[[ Available data open ]]

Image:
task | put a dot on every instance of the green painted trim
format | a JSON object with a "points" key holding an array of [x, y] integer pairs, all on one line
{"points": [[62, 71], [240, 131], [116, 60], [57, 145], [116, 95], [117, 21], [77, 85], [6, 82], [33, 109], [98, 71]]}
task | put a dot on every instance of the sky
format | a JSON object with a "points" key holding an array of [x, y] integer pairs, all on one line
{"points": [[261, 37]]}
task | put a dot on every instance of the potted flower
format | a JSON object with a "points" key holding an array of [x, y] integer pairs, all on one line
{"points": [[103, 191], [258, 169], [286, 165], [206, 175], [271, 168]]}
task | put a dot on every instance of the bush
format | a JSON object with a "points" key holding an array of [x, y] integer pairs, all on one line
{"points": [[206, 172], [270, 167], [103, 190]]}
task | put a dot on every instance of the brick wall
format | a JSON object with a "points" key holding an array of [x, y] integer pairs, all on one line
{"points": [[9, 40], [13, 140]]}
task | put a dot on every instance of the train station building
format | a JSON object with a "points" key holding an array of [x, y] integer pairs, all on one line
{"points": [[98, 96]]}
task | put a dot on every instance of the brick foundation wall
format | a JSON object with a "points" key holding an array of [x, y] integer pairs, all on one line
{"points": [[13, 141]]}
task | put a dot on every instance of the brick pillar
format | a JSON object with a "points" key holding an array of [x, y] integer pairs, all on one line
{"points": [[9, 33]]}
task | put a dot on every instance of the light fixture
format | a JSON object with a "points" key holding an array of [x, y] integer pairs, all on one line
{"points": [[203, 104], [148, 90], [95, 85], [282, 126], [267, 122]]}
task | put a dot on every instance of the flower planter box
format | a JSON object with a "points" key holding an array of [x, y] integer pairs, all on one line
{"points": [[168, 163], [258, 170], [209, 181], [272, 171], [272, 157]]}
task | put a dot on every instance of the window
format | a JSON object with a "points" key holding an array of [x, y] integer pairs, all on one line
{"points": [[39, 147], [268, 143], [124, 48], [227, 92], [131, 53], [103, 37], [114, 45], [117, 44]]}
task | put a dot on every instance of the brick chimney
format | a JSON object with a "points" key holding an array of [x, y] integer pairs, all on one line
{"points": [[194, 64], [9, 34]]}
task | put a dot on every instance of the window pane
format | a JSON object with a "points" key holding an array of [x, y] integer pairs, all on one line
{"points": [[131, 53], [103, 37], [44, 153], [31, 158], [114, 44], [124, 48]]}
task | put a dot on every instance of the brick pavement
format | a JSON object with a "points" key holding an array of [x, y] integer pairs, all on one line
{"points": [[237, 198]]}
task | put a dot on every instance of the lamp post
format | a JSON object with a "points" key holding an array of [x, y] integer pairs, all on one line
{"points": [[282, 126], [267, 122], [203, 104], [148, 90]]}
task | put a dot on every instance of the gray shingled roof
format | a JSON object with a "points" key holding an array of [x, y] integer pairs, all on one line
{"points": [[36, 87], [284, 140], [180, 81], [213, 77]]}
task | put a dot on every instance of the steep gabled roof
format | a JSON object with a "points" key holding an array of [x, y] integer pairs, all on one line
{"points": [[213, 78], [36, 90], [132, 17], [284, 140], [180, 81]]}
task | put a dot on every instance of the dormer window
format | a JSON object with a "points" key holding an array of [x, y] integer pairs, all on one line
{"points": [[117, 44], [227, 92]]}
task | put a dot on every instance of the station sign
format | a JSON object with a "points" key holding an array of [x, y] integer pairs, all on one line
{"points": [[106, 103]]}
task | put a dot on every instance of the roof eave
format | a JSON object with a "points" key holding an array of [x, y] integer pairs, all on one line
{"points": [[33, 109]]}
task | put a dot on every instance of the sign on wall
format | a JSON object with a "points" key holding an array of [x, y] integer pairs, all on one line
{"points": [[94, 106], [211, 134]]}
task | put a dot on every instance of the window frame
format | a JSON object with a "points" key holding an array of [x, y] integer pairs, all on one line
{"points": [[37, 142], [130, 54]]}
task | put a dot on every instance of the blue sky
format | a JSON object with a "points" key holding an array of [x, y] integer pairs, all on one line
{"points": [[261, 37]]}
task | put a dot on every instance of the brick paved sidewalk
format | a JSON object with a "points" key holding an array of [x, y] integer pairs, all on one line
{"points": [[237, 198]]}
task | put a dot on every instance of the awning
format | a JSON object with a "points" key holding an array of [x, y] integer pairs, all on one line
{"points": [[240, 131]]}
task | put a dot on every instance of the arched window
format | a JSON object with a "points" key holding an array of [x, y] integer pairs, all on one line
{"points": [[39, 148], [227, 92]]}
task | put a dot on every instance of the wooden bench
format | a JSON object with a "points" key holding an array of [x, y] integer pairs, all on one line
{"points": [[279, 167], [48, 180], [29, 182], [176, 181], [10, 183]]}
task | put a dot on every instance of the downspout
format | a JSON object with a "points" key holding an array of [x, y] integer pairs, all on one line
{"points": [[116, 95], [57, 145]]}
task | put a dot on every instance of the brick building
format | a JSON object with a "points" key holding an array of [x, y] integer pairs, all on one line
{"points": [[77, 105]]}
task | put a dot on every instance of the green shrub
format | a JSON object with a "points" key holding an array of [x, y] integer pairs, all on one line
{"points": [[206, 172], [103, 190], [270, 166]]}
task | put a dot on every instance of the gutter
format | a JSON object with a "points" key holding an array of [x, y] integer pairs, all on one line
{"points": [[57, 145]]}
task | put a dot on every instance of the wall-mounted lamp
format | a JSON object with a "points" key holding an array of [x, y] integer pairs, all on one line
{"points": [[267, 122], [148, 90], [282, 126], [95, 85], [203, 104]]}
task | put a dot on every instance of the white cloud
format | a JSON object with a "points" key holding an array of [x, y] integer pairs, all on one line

[[ Available data closed ]]

_Task objective_: In the answer, every line above should be retyped exactly.

_Result of the exercise_:
Image:
task | put a dot on every instance of the green painted trim
format | a JSON object with a "points" key holding an array of [x, y] integer pairs, all on one line
{"points": [[62, 71], [240, 131], [116, 60], [57, 145], [116, 95], [117, 21], [77, 85], [6, 82], [33, 109], [98, 71]]}
task | put a dot on every instance of the sky
format | a JSON object with a "points" key holding an array of [x, y] integer pairs, all on one line
{"points": [[261, 37]]}
task | put a dot on every instance of the potted flower
format | a JSON object with a "points" key holding an array of [x, y] integer pairs, all on one line
{"points": [[103, 191], [258, 169], [286, 165], [206, 175], [271, 168]]}
task | put a dot on every instance of the bush
format | a JSON object with a "points" key holding an array of [x, y] integer pairs, all on one line
{"points": [[206, 172], [270, 167], [103, 190]]}
task | put a dot on every instance of the brick wall
format | a JSON object with a "points" key holding an array of [x, y] integer pairs, all on one line
{"points": [[9, 40], [13, 140]]}
task | put a dot on every instance of the train station building
format | a JSON object with a "points" key holding an array of [x, y] integer pairs, all on one line
{"points": [[98, 96]]}
task | put a dot on every instance of the brick foundation wall
format | a JSON object with a "points" key holding an array of [x, y] integer pairs, all on one line
{"points": [[13, 141]]}
task | put a dot on every instance of the brick pillar
format | a JSON object with a "points" key holding an array of [x, y] integer pairs, all on one line
{"points": [[9, 33]]}
task | put a dot on every instance of the light fixture
format | a JSON object with a "points" key holding an array of [x, y] integer pairs, all on one line
{"points": [[203, 104], [148, 90], [95, 85], [282, 126], [267, 122]]}
task | put a dot on every instance of the flower planter box
format | a JSON object with a "points" key holding an array of [x, y] integer pairs, all on one line
{"points": [[168, 163], [258, 170], [209, 181], [272, 171], [272, 157]]}
task | put a dot on every instance of the window
format | a JSON object with a "points" key holding an array of [x, y] integer pairs, all on one line
{"points": [[39, 147], [268, 143], [124, 48], [227, 92], [131, 53], [103, 37], [114, 45], [117, 44]]}
task | put a dot on every instance of the brick chimney
format | a JSON object with a "points" key holding an array of [x, y] integer pairs, all on one line
{"points": [[194, 64], [9, 34]]}
task | put a dot on every instance of the window pane
format | a JSON object with a "points" key holding an array of [x, y] integer pairs, all on one line
{"points": [[131, 53], [103, 37], [44, 153], [31, 158], [114, 44], [124, 48]]}
task | put a dot on every instance of the brick pavement
format | a JSON object with a "points" key holding an array of [x, y] integer pairs, all on one line
{"points": [[237, 198]]}
task | put a dot on every instance of the lamp post
format | a JSON object with a "points" key holding an array of [x, y] integer pairs, all on one line
{"points": [[282, 126], [267, 122], [203, 104], [148, 90]]}
task | put a dot on every instance of the gray shingled roof
format | a JSON object with a "points" key holding an array of [x, y] integer pairs, all on one line
{"points": [[36, 87], [284, 140], [180, 81], [213, 77]]}
task | put a dot on every instance of the steep gabled roof
format | a JSON object with a "points" key holding an array of [x, y] integer pairs, all on one line
{"points": [[213, 78], [36, 90], [132, 17], [284, 140], [180, 81]]}
task | put a dot on every instance of the dormer window
format | a JSON object with a "points" key holding an array of [x, y] integer pairs, all on one line
{"points": [[117, 44], [227, 92]]}
task | put a dot on every instance of the station sign
format | a JSON object with a "points" key holding an array of [x, y] integer pairs, all on one line
{"points": [[106, 103]]}
task | put a dot on every instance of the roof eave
format | a JSON object with a "points" key holding an array of [x, y] integer pairs, all on one line
{"points": [[33, 109]]}
task | put a dot on every instance of the sign on wall
format | a JSON object with a "points" key holding an array of [x, y] integer pairs, all on one line
{"points": [[94, 106], [211, 134]]}
task | put a dot on every instance of the window frame
format | a JSON object with a "points" key holding an array of [x, y] integer pairs, all on one line
{"points": [[37, 142], [130, 54]]}
task | put a dot on every instance of the blue sky
format | a JSON object with a "points" key holding an array of [x, y] integer pairs, all on one line
{"points": [[261, 37]]}
task | put a dot on every instance of the brick paved sidewalk
format | a JSON object with a "points" key holding an array of [x, y] integer pairs, all on one line
{"points": [[237, 198]]}
task | put a dot on every instance of the awning
format | a JSON object with a "points" key holding an array of [x, y] integer pairs, all on one line
{"points": [[240, 131]]}
task | put a dot on every instance of the arched window
format | a JSON object with a "points" key holding an array of [x, y] integer pairs, all on one line
{"points": [[39, 148], [227, 92]]}
task | put a dot on every instance of the wooden bench
format | a JSON object with a "points" key holding an array of [x, y] integer pairs, all on one line
{"points": [[279, 167], [48, 180], [29, 182], [176, 181], [10, 183]]}
task | put a dot on every instance of the downspout
format | a JSON object with a "points" key holding an array of [x, y] integer pairs, all on one line
{"points": [[116, 95], [57, 145]]}
task | put a dot on every instance of the brick building
format | a JSON object with a "points" key holding an array of [x, y] integer pairs, all on one line
{"points": [[77, 105]]}
task | put a dot on every instance of the green shrub
format | a JSON object with a "points" key holding an array of [x, y] integer pairs, all on one line
{"points": [[206, 172], [103, 190], [270, 166]]}
task | put a dot on every instance of the gutter
format | a JSON object with a "points" key holding an array of [x, y] integer pairs, all on one line
{"points": [[57, 145]]}
task | put a dot on every instance of the wall-mounted lamp
format | a JSON object with a "points" key holding an array of [x, y] integer pairs, all on one line
{"points": [[267, 122], [148, 90], [282, 126], [95, 85], [203, 104]]}
task | put a dot on every instance of the white cloud
format | a JSON object with a "points" key holding an array of [x, y] integer pairs, all on one line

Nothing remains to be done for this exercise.